Stated goal A: Return, unchanged, the rows below that start at the line containing "Challenge round — find the trimmed" and end with the line containing "[25,61,103,160]", including both of those lines.

Extracted text:
[start]

Studio album by the Beautiful South
- Released: 21 October 1996
- Genre: Alternative rock, pop rock
- Length: 49:56
- Label: Go!, Ark 21
- Producer: Jon Kelly

The Beautiful South chronology
| Carry On Up the Charts (1994) | Blue Is the Colour (1996) | Quench (1998) |

Singles from Blue Is the Colour
- "Rotterdam (or Anywhere)" Released: 23 September 1996; "Don't Marry Her" Released: 2 December 1996; "Blackbird on the Wire" Released: 17 March 1997; "Liars' Bar" Released: June 1997;

= Blue Is the Colour =

Blue Is the Colour is the fifth studio album from English band the Beautiful South, released in October 1996 through Go! Discs and in America through Ark 21 Records. The album was released following the two singles "Pretenders to the Throne" and "Dream a Little Dream", which never featured on any album until the release of the second greatest hits Solid Bronze in 2001.

[end]

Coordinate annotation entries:
[start]

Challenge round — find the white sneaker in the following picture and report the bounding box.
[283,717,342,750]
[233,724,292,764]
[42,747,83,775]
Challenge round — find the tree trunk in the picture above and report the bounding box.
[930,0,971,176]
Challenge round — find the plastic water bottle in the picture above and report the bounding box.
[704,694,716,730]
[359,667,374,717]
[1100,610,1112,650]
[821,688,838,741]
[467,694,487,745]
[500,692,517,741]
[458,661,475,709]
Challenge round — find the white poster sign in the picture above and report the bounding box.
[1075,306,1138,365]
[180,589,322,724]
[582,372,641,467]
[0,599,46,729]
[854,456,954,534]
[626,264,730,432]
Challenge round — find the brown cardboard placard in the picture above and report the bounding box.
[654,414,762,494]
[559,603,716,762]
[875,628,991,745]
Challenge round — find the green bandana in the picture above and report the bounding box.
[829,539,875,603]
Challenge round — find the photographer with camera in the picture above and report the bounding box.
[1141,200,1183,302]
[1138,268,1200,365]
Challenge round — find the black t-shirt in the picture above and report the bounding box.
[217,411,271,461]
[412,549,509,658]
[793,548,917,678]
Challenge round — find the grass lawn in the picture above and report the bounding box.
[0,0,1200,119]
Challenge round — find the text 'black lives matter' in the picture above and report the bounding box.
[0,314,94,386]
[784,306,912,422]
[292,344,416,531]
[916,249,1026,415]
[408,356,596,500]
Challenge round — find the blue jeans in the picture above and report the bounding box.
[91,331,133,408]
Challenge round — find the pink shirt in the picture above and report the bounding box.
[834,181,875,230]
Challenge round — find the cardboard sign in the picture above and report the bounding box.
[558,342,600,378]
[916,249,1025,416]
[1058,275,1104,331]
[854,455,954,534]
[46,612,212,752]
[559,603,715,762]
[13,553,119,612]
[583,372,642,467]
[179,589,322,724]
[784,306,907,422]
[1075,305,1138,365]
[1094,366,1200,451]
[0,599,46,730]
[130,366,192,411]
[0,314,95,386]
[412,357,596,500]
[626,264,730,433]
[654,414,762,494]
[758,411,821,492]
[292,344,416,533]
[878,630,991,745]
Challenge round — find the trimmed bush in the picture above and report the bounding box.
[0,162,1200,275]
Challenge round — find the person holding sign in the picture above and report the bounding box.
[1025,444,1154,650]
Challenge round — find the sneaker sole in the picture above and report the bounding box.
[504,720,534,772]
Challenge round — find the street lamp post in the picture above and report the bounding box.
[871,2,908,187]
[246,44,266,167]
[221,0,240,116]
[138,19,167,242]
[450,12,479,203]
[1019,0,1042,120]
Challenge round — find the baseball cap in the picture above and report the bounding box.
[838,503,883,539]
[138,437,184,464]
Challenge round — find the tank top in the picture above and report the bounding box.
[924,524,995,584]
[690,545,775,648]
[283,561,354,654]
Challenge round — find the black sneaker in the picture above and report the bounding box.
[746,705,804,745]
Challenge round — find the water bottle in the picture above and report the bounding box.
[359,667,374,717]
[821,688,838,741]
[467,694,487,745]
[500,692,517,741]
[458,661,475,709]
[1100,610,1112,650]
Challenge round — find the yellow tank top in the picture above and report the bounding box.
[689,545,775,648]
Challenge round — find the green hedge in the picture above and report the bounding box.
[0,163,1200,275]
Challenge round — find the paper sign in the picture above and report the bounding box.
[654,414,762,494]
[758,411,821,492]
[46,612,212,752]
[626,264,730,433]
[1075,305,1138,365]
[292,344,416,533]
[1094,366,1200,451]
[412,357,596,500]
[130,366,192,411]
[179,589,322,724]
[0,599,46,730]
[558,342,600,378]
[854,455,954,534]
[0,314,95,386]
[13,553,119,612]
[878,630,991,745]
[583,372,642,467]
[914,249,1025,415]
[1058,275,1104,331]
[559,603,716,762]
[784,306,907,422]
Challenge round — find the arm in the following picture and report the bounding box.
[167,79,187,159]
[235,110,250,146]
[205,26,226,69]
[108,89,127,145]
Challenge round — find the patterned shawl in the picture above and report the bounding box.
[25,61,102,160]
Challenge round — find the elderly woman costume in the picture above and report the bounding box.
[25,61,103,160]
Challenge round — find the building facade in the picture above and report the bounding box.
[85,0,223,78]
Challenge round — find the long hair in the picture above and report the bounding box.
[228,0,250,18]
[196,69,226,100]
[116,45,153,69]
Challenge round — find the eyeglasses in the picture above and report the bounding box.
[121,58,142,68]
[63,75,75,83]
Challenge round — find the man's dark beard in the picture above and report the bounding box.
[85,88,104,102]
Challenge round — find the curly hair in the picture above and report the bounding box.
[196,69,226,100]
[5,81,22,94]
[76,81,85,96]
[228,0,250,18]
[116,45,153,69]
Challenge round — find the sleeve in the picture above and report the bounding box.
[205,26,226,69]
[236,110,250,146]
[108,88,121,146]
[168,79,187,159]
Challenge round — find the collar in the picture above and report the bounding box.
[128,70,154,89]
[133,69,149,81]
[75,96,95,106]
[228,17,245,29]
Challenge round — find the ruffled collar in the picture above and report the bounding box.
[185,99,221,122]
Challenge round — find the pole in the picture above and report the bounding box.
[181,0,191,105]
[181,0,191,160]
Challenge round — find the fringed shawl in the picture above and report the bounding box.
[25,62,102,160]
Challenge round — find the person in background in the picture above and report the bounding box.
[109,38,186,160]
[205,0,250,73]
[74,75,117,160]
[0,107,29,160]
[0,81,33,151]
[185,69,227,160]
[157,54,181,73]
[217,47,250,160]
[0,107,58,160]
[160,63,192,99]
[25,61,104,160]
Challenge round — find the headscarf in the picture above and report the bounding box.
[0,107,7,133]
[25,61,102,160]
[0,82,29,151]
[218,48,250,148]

[end]

Stated goal B: Resume the article about the album Blue Is the Colour from the point where it stops.

Answer A:
Challenge round — find the trimmed bush in the picture above and report the bounding box.
[0,162,1200,275]
Challenge round — find the person holding sign in the picture above and report the bounding box.
[1025,444,1154,650]
Challenge round — find the sneaker sole in the picture above and report the bounding box.
[504,720,534,772]
Challenge round — find the street lamp post in the picture above and report the bounding box.
[871,2,908,187]
[246,44,266,167]
[221,0,240,116]
[138,19,167,242]
[450,12,479,203]
[1019,0,1042,120]
Challenge round — find the baseball cap in the picture above and report the bounding box.
[838,503,883,539]
[138,437,184,464]
Challenge round — find the tank top in the picture above and report the bounding box.
[924,524,995,584]
[690,545,775,648]
[283,561,354,654]
Challenge round — find the black sneaker in the picture above and report the bounding box.
[746,705,804,745]
Challenge round — find the water bottle in the picture above and report the bounding box.
[359,667,374,717]
[821,688,838,741]
[467,694,487,745]
[500,692,517,741]
[458,661,475,709]
[1100,610,1112,650]
Challenge round — find the yellow tank top in the picture above and report the bounding box.
[689,545,775,648]
Challenge round — find the green hedge in the picture above and report the bounding box.
[0,163,1200,275]
Challenge round — find the paper sign in the picture above and report the bounding box.
[654,414,762,494]
[758,411,821,492]
[46,612,212,752]
[626,264,730,433]
[1075,305,1138,365]
[292,344,416,533]
[1094,366,1200,451]
[412,357,596,500]
[130,366,192,411]
[179,589,322,724]
[0,599,46,730]
[558,342,600,378]
[854,455,954,534]
[0,314,95,386]
[13,553,119,612]
[878,630,991,745]
[583,372,642,467]
[914,249,1025,415]
[1058,275,1104,331]
[559,603,716,762]
[784,306,907,422]
Challenge round — find the arm in the following picture and report the bounding box.
[167,79,187,159]
[235,110,250,146]
[205,26,226,69]
[108,89,127,145]
Challenge round — find the patterned shawl in the picture above and report the bounding box.
[25,61,102,160]
Challenge round — find the elderly woman costume in the picture above and report the bounding box.
[25,61,103,160]

Answer B:
The album continued the melancholic tone of its predecessor Miaow, and is generally considered to be the band's darkest effort, reflecting Heaton's life at the time. This comes across in songs such as "Liars’ Bar" (about alcoholism), "The Sound of North America" (a sardonic look at capitalism), "Mirror" (prostitution), "Blackbird on the Wire", "Have Fun" (which Heaton has cited as his saddest song), and the self-explanatory "Alone".

The album spawned four singles, the first being "Rotterdam", which peaked at No. 5 on the UK Singles Chart in September 1996. The follow-ups were "Don't Marry Her", which reached No. 8 in December, "Blackbird on the Wire", which peaked at No. 23 in March 1997, and "Liar's Bar", which stalled outside the top 40 in June. On "Liars' Bar", Paul Heaton's vocal consciously imitates the style of Tom Waits, while in "Alone" the bass line serves as another allusion to him. The album debuted at #1 on the UK album chart on 2 November 1996 and went on to sell over 1.5m copies, becoming the group's best-selling studio album.

Professional ratings
Review scores
| Source | Rating |
| AllMusic | Star |
| Christgau's Consumer Guide | A |
| The Guardian | Star |
| NME | 5/10 |
| Q | Star |
| The Rolling Stone Album Guide | Star |
| Vox | 8/10 |

==Track listing==
All tracks by Paul Heaton & Dave Rotheray (except where noted)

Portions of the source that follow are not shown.